Pick out every line in the entries below that contains the string "negative", and copy each of those lines.
+++
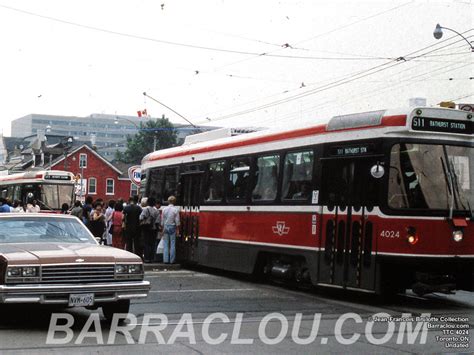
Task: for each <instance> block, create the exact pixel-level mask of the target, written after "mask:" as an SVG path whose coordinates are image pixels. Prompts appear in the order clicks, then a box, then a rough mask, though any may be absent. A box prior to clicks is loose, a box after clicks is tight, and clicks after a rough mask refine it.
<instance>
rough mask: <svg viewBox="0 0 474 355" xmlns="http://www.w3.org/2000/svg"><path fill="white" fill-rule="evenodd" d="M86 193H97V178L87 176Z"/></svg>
mask: <svg viewBox="0 0 474 355" xmlns="http://www.w3.org/2000/svg"><path fill="white" fill-rule="evenodd" d="M88 193H89V194H91V195H95V194H96V193H97V179H96V178H89V190H88Z"/></svg>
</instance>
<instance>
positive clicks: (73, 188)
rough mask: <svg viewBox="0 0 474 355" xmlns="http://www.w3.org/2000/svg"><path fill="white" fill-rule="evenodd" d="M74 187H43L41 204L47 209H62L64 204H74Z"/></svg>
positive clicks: (72, 185) (45, 186)
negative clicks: (61, 206) (44, 205)
mask: <svg viewBox="0 0 474 355" xmlns="http://www.w3.org/2000/svg"><path fill="white" fill-rule="evenodd" d="M73 192H74V185H46V184H44V185H42V186H41V202H42V203H43V204H44V205H45V207H46V208H51V209H55V210H56V209H60V208H61V206H62V205H63V203H67V204H68V205H69V206H72V204H73V202H74V201H73V197H74V195H73Z"/></svg>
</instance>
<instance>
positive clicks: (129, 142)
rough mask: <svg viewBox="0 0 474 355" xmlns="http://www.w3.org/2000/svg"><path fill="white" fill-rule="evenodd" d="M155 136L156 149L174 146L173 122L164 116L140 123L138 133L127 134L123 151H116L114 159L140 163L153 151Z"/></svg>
mask: <svg viewBox="0 0 474 355" xmlns="http://www.w3.org/2000/svg"><path fill="white" fill-rule="evenodd" d="M155 138H156V149H157V150H159V149H165V148H170V147H174V146H176V144H177V143H176V141H177V134H176V129H175V128H174V126H173V124H172V123H171V122H170V121H169V120H168V119H167V118H165V117H164V116H163V117H162V118H159V119H156V120H149V121H147V122H146V123H145V124H143V123H140V126H139V130H138V133H137V134H136V135H134V136H131V135H129V136H127V149H126V150H125V152H123V153H122V152H119V151H117V152H116V153H115V159H116V160H118V161H121V162H124V163H131V164H140V162H141V160H142V158H143V157H144V156H145V155H147V154H148V153H150V152H152V151H153V143H154V139H155Z"/></svg>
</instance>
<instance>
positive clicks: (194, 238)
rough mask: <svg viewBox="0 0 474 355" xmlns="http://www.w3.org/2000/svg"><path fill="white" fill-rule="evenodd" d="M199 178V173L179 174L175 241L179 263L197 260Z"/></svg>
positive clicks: (199, 194) (192, 261) (199, 197)
mask: <svg viewBox="0 0 474 355" xmlns="http://www.w3.org/2000/svg"><path fill="white" fill-rule="evenodd" d="M201 176H202V172H200V171H190V172H186V173H183V174H181V179H180V185H181V188H180V200H181V201H180V202H181V216H180V217H181V221H180V222H181V227H180V234H179V238H178V239H179V240H178V241H177V249H178V252H177V255H178V258H179V259H180V261H186V262H193V261H196V260H197V255H196V254H195V253H196V250H197V243H198V237H199V204H200V195H201Z"/></svg>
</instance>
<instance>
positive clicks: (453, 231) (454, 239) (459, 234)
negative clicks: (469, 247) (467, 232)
mask: <svg viewBox="0 0 474 355" xmlns="http://www.w3.org/2000/svg"><path fill="white" fill-rule="evenodd" d="M463 237H464V233H463V232H462V230H461V229H458V230H455V231H453V240H454V241H455V242H457V243H459V242H460V241H462V239H463Z"/></svg>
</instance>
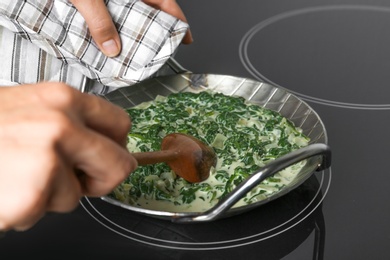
+++
◆ **EXPECTED ANSWER**
negative clicks: (61, 206) (44, 205)
negative clicks: (469, 247) (467, 232)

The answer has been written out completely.